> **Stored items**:
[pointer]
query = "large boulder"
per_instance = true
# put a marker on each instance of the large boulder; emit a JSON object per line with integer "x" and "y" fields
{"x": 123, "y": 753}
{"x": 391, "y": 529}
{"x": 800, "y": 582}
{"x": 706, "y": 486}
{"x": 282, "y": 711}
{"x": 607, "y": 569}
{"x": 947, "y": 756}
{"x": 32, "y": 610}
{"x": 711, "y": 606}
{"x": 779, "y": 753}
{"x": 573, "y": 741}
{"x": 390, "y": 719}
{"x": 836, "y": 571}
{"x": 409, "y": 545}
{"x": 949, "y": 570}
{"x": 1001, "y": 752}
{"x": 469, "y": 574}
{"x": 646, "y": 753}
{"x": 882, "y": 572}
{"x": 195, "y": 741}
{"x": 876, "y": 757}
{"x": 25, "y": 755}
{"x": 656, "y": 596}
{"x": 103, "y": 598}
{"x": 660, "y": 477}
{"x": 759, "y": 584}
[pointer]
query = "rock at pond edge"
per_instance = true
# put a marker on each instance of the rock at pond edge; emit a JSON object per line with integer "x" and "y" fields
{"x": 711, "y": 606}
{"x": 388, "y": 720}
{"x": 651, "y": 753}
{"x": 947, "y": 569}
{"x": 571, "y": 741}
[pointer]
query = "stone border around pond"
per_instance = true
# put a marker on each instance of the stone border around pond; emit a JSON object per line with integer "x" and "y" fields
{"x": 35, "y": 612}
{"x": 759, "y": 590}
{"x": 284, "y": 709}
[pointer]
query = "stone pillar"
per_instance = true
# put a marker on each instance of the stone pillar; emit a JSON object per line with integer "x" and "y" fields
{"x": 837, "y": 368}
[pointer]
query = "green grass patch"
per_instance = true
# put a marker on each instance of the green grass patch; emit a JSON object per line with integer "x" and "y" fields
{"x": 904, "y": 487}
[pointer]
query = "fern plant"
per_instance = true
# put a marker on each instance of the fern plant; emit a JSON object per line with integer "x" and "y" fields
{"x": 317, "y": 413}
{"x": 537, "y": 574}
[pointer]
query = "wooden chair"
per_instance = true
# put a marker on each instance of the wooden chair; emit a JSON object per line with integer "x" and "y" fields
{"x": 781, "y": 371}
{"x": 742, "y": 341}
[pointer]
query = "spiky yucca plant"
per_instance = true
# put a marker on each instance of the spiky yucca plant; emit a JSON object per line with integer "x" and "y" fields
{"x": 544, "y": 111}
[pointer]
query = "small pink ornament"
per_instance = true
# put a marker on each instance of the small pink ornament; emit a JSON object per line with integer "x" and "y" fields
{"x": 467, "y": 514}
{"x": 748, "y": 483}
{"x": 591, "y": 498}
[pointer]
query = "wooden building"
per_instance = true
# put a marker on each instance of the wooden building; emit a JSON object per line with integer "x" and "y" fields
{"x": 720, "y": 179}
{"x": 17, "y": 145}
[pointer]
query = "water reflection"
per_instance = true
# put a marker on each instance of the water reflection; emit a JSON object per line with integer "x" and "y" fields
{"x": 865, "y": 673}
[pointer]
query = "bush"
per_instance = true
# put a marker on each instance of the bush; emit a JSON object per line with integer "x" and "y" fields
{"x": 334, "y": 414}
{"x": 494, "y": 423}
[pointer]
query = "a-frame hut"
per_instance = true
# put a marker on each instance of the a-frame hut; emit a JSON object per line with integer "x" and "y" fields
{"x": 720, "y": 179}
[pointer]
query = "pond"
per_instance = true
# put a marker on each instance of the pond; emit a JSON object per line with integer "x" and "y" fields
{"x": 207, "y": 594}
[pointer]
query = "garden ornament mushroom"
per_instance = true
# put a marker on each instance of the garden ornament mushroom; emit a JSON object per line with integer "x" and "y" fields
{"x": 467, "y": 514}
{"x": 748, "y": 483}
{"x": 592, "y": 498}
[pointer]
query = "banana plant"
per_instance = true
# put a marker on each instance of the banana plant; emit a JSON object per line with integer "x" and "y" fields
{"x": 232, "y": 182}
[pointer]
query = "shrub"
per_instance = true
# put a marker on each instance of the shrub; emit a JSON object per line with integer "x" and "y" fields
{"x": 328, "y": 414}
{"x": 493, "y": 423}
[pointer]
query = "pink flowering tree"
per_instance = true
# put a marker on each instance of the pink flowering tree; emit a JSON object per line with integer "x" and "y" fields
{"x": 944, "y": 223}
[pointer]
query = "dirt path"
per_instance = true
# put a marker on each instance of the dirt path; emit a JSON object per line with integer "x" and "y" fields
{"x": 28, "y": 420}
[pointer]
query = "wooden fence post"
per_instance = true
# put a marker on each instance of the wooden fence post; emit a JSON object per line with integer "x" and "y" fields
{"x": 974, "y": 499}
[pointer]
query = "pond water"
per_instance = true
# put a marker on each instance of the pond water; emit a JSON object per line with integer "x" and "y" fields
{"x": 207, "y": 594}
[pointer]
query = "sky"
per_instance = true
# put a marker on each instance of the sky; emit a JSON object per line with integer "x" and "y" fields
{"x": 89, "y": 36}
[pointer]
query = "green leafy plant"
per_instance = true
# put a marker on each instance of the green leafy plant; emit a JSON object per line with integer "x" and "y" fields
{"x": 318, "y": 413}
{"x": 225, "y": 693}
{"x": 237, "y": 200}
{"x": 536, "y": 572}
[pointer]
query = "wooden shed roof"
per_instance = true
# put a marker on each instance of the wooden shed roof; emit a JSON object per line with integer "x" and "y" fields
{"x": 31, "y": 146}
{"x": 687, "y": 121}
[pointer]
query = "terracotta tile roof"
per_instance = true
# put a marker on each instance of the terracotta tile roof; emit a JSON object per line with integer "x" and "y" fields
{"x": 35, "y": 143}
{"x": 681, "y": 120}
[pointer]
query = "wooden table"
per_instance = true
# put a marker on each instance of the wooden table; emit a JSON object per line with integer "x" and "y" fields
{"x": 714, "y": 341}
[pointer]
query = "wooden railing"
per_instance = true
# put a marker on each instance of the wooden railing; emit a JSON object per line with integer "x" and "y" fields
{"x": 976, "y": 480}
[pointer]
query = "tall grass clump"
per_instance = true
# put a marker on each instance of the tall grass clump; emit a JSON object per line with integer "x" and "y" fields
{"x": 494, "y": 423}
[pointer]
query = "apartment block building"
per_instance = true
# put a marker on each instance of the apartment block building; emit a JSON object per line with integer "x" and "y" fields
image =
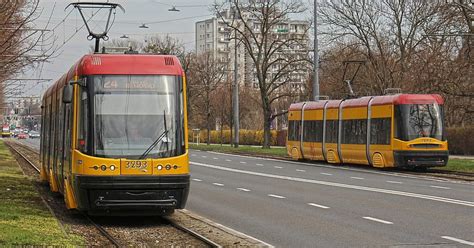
{"x": 213, "y": 35}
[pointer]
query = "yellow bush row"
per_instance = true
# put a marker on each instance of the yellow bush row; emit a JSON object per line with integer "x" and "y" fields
{"x": 246, "y": 137}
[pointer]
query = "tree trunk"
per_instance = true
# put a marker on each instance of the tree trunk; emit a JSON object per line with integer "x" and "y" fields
{"x": 266, "y": 127}
{"x": 208, "y": 118}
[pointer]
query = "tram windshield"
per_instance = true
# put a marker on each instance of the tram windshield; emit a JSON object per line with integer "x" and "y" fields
{"x": 133, "y": 112}
{"x": 418, "y": 120}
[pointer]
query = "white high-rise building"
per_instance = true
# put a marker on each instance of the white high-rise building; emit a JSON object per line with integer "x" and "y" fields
{"x": 213, "y": 35}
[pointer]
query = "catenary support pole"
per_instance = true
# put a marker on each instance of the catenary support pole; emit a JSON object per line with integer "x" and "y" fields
{"x": 316, "y": 55}
{"x": 235, "y": 102}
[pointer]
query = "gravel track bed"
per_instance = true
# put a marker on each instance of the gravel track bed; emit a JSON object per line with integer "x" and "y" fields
{"x": 128, "y": 231}
{"x": 131, "y": 231}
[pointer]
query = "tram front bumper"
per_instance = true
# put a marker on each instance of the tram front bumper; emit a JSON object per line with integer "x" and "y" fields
{"x": 413, "y": 159}
{"x": 122, "y": 193}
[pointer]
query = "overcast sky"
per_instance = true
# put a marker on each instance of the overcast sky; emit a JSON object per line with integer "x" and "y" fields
{"x": 136, "y": 13}
{"x": 73, "y": 39}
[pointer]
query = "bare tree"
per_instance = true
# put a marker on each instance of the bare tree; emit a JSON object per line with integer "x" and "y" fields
{"x": 206, "y": 75}
{"x": 22, "y": 44}
{"x": 256, "y": 24}
{"x": 389, "y": 31}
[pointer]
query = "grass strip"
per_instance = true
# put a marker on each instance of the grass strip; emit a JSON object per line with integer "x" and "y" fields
{"x": 460, "y": 165}
{"x": 24, "y": 219}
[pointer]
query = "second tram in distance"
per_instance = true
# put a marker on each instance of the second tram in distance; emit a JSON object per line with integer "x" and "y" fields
{"x": 403, "y": 130}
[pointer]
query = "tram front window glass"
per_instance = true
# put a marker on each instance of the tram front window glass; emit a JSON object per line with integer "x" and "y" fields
{"x": 130, "y": 114}
{"x": 419, "y": 120}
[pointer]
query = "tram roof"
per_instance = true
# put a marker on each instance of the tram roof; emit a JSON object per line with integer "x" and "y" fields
{"x": 377, "y": 100}
{"x": 120, "y": 64}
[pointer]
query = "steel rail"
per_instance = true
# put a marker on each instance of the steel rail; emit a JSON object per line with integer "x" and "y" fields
{"x": 102, "y": 231}
{"x": 193, "y": 233}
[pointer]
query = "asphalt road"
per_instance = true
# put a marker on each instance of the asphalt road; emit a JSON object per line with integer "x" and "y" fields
{"x": 292, "y": 204}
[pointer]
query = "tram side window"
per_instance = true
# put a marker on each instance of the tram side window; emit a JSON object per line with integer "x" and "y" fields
{"x": 380, "y": 131}
{"x": 83, "y": 120}
{"x": 354, "y": 131}
{"x": 331, "y": 131}
{"x": 293, "y": 130}
{"x": 313, "y": 131}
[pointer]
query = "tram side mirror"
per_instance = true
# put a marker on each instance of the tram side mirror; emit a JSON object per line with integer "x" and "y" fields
{"x": 67, "y": 93}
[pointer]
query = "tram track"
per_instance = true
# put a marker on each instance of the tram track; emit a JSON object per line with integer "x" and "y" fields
{"x": 30, "y": 156}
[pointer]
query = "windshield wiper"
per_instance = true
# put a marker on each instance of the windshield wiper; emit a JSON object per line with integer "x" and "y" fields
{"x": 162, "y": 135}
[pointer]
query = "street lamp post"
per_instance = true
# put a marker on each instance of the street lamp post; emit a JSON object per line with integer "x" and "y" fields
{"x": 316, "y": 55}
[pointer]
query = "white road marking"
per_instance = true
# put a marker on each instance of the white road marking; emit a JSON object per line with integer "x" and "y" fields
{"x": 243, "y": 189}
{"x": 394, "y": 182}
{"x": 317, "y": 205}
{"x": 439, "y": 187}
{"x": 458, "y": 240}
{"x": 342, "y": 185}
{"x": 394, "y": 174}
{"x": 378, "y": 220}
{"x": 277, "y": 196}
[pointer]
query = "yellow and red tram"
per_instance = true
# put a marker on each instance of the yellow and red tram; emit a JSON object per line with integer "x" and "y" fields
{"x": 114, "y": 135}
{"x": 403, "y": 130}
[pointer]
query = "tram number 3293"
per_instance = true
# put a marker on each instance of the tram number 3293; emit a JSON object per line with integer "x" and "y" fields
{"x": 136, "y": 164}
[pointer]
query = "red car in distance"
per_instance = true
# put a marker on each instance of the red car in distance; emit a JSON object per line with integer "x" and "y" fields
{"x": 22, "y": 136}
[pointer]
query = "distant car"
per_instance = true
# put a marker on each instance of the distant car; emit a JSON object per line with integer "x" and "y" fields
{"x": 34, "y": 135}
{"x": 22, "y": 136}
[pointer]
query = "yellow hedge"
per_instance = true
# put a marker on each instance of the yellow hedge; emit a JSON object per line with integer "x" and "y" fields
{"x": 246, "y": 137}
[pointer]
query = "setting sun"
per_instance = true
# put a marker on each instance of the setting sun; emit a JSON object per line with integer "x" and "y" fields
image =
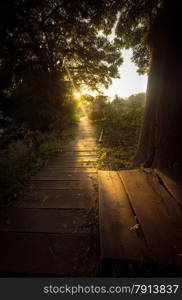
{"x": 77, "y": 95}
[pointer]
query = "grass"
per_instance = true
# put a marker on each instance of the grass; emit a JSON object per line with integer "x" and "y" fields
{"x": 119, "y": 144}
{"x": 23, "y": 158}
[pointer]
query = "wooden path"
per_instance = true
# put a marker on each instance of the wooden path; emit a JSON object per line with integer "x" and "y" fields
{"x": 141, "y": 219}
{"x": 53, "y": 229}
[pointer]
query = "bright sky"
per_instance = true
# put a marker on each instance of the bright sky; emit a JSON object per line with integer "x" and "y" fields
{"x": 130, "y": 82}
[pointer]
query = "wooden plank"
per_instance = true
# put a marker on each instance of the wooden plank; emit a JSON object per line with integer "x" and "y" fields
{"x": 65, "y": 176}
{"x": 72, "y": 164}
{"x": 46, "y": 220}
{"x": 118, "y": 242}
{"x": 59, "y": 184}
{"x": 73, "y": 158}
{"x": 174, "y": 187}
{"x": 42, "y": 253}
{"x": 61, "y": 171}
{"x": 153, "y": 217}
{"x": 46, "y": 198}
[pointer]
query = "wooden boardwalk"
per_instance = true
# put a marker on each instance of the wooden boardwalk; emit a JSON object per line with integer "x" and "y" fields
{"x": 53, "y": 229}
{"x": 141, "y": 219}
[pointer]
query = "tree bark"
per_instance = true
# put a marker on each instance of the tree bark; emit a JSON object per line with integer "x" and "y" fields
{"x": 160, "y": 143}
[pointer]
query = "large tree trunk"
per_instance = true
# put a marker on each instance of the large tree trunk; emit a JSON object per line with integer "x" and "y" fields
{"x": 160, "y": 142}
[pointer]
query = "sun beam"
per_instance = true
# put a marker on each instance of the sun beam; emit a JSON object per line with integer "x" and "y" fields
{"x": 77, "y": 95}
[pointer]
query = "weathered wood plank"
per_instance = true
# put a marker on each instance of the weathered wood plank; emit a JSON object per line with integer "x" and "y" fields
{"x": 46, "y": 198}
{"x": 118, "y": 242}
{"x": 60, "y": 171}
{"x": 173, "y": 186}
{"x": 72, "y": 164}
{"x": 162, "y": 235}
{"x": 65, "y": 176}
{"x": 46, "y": 220}
{"x": 60, "y": 184}
{"x": 43, "y": 253}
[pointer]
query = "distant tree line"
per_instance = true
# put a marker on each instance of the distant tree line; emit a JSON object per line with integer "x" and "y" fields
{"x": 41, "y": 42}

> **Given request**: Gather each line from the entries above that contains the word "white" and copy it unchanged.

> **Written reply**:
query = "white high-rise building"
# put a marker on each instance of the white high-rise building; emit a JSON object per line with integer "x" and "y" fields
query = "white road marking"
# put a marker on each instance of the white road marking; emit a JSON object per line with integer "x" and "y" fields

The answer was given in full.